## Work instruction:
Take the entries below and reproduce exactly the portion that begins at the line containing "Target: white hand towel" and ends at the line containing "Target: claw", keeping both ends, dropping pictures, and adding nothing else.
*** Data in this exercise
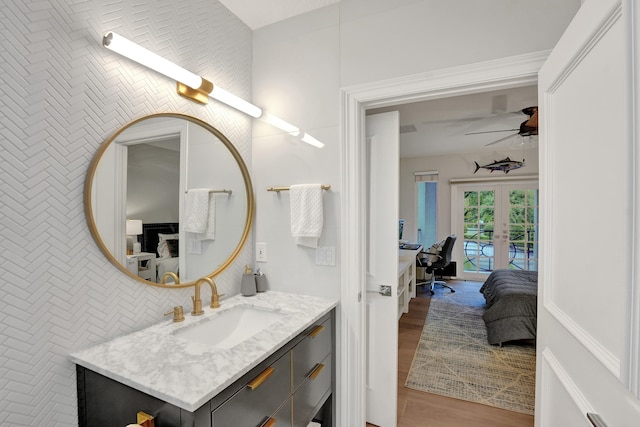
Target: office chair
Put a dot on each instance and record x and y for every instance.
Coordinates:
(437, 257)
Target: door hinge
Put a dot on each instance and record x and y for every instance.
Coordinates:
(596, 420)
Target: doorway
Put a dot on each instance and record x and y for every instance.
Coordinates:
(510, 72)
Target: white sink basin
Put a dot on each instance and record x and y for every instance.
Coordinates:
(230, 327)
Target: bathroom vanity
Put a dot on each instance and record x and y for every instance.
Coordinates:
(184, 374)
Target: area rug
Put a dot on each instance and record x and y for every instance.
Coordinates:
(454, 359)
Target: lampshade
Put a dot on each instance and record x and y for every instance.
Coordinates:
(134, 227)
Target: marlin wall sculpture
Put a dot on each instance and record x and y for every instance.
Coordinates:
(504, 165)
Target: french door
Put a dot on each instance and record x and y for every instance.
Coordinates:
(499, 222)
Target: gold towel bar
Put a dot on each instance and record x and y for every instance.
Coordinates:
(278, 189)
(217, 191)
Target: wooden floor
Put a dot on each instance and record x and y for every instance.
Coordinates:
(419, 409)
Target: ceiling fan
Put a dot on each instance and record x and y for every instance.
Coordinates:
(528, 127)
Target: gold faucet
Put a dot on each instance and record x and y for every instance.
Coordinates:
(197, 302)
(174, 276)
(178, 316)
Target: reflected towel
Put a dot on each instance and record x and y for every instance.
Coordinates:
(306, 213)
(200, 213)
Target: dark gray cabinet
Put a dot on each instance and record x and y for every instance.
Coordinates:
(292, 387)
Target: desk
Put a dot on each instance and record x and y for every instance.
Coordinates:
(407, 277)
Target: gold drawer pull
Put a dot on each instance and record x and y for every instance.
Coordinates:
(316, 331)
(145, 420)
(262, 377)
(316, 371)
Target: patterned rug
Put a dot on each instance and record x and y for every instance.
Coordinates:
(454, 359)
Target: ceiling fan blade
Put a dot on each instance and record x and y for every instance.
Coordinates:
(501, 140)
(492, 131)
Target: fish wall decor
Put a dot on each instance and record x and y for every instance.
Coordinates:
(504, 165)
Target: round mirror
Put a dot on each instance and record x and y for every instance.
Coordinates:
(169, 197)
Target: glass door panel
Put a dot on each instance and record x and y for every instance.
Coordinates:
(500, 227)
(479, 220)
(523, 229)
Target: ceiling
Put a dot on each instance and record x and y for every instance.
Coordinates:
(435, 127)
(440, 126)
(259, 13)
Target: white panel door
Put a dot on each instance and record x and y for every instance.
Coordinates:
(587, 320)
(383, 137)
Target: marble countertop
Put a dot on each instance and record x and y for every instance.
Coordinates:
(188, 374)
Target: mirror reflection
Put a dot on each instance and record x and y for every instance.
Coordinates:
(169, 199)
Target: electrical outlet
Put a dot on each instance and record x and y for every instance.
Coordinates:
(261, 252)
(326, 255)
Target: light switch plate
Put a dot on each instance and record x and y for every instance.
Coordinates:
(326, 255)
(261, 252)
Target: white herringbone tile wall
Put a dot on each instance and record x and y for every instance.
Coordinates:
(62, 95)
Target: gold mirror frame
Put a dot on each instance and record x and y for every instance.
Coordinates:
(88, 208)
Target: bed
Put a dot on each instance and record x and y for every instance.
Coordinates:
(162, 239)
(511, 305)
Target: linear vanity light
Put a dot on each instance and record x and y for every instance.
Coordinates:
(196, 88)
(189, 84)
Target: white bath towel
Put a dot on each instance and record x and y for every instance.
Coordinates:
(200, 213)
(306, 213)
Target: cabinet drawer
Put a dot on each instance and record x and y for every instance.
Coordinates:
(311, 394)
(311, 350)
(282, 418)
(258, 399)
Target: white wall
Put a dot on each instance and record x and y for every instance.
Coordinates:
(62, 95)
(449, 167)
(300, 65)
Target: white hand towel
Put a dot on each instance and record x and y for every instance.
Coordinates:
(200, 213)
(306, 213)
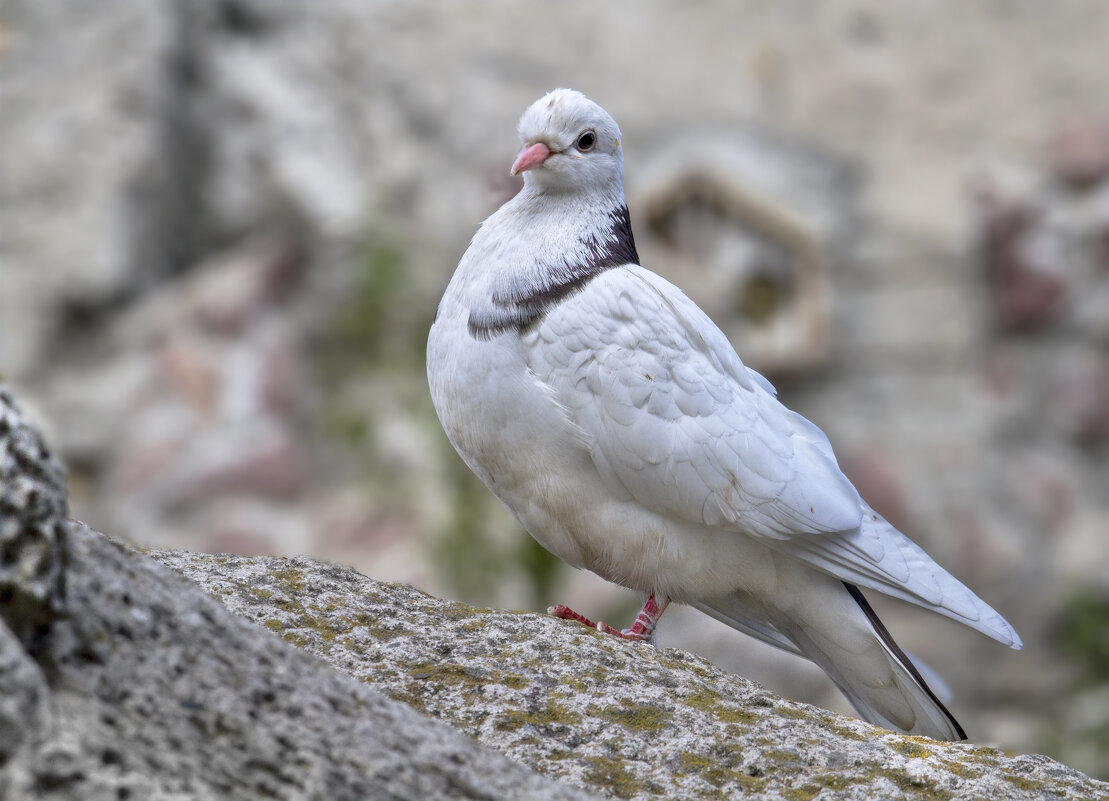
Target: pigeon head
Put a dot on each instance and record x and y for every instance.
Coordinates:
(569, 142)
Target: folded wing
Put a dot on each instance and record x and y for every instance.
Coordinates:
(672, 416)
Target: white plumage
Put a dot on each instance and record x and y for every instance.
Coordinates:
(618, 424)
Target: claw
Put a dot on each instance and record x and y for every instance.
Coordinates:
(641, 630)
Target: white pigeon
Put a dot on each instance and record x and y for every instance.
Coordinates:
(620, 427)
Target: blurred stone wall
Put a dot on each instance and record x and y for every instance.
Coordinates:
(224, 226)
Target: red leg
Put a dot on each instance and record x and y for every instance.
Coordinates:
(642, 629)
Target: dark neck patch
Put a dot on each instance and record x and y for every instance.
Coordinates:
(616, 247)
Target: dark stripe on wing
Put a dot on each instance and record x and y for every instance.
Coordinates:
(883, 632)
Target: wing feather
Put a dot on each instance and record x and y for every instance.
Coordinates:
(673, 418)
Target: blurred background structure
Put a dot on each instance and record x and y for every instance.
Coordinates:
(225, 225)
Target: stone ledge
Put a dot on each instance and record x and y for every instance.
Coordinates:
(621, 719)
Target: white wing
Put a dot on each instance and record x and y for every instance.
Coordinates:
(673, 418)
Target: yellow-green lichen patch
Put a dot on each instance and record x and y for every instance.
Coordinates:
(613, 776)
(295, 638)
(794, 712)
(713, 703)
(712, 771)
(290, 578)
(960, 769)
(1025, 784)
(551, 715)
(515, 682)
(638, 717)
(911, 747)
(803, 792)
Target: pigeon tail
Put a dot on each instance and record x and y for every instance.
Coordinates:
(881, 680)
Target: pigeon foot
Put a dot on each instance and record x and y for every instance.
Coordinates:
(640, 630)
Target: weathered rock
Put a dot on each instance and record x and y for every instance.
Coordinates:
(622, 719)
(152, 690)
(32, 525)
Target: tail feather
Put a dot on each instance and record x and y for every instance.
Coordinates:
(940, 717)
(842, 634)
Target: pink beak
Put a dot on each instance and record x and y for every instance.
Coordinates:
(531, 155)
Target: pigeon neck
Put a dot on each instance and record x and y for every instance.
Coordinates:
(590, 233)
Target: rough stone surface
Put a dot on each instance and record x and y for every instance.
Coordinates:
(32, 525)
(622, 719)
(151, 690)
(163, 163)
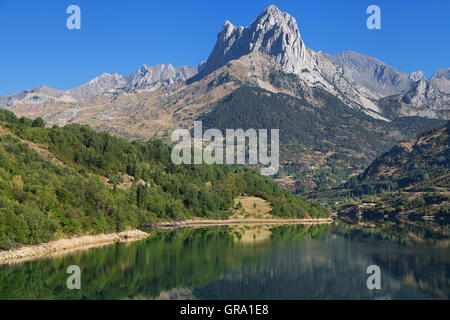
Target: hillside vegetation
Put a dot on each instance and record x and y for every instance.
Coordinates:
******
*** Data in this exercise
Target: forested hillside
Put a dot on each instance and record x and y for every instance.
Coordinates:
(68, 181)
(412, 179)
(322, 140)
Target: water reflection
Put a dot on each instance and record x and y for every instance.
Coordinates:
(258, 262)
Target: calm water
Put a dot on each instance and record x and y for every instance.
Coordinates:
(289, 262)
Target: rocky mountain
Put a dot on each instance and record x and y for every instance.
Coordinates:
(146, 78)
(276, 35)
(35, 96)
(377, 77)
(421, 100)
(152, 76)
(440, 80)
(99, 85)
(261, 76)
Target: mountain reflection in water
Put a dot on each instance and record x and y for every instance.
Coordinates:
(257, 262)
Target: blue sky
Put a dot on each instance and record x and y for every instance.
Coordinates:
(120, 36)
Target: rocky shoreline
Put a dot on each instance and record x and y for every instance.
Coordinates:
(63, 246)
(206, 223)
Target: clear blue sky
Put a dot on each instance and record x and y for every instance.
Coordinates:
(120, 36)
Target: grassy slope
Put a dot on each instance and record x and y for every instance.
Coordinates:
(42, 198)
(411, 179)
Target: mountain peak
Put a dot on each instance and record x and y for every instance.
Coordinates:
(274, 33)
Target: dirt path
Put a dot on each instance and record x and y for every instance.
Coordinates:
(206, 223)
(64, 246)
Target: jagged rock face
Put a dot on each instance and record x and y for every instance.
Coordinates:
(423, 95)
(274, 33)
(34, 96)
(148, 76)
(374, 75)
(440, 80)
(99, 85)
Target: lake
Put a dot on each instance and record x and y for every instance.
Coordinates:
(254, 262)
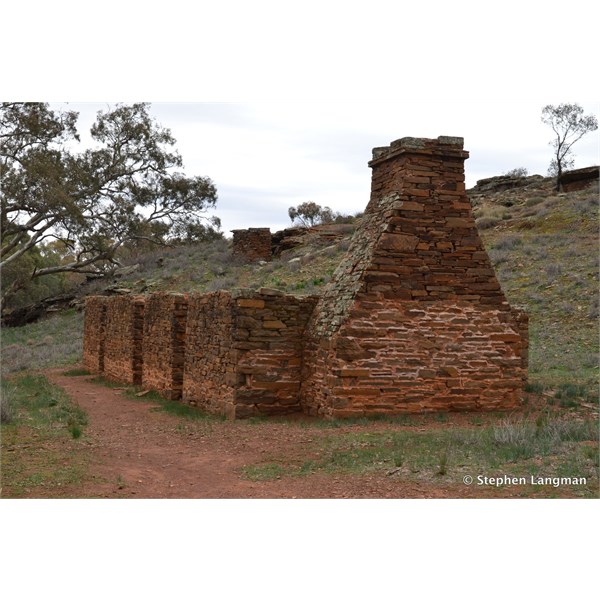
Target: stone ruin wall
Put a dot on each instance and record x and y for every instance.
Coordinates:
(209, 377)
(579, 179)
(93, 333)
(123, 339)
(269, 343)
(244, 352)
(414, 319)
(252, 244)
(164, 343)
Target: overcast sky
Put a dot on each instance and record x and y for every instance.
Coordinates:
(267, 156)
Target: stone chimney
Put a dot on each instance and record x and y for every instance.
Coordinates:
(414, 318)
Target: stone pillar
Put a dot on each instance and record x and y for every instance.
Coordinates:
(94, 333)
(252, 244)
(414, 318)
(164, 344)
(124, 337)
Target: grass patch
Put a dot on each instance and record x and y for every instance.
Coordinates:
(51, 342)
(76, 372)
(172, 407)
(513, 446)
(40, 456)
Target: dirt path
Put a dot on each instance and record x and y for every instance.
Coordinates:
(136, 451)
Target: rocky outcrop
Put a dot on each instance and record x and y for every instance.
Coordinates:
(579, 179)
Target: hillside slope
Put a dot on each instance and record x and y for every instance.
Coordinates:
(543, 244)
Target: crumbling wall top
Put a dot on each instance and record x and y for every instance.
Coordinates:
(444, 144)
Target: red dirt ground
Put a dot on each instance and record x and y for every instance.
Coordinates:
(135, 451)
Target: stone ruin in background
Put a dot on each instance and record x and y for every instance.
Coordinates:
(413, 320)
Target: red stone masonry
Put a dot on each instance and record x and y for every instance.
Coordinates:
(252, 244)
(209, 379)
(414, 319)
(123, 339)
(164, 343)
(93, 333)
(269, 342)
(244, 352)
******
## Output below:
Target: white hand towel
Put a dot on each instance and record x and y for every instance.
Coordinates:
(200, 213)
(306, 213)
Target: pigeon head
Put a dot on each instance and record x and y for every instance.
Coordinates:
(569, 142)
Target: folded wing
Put a dot on each instance and record x and y for every instance.
Coordinates:
(672, 416)
Target: white plumage
Put a dot on each instance and record x and y for every instance.
Coordinates:
(618, 424)
Target: claw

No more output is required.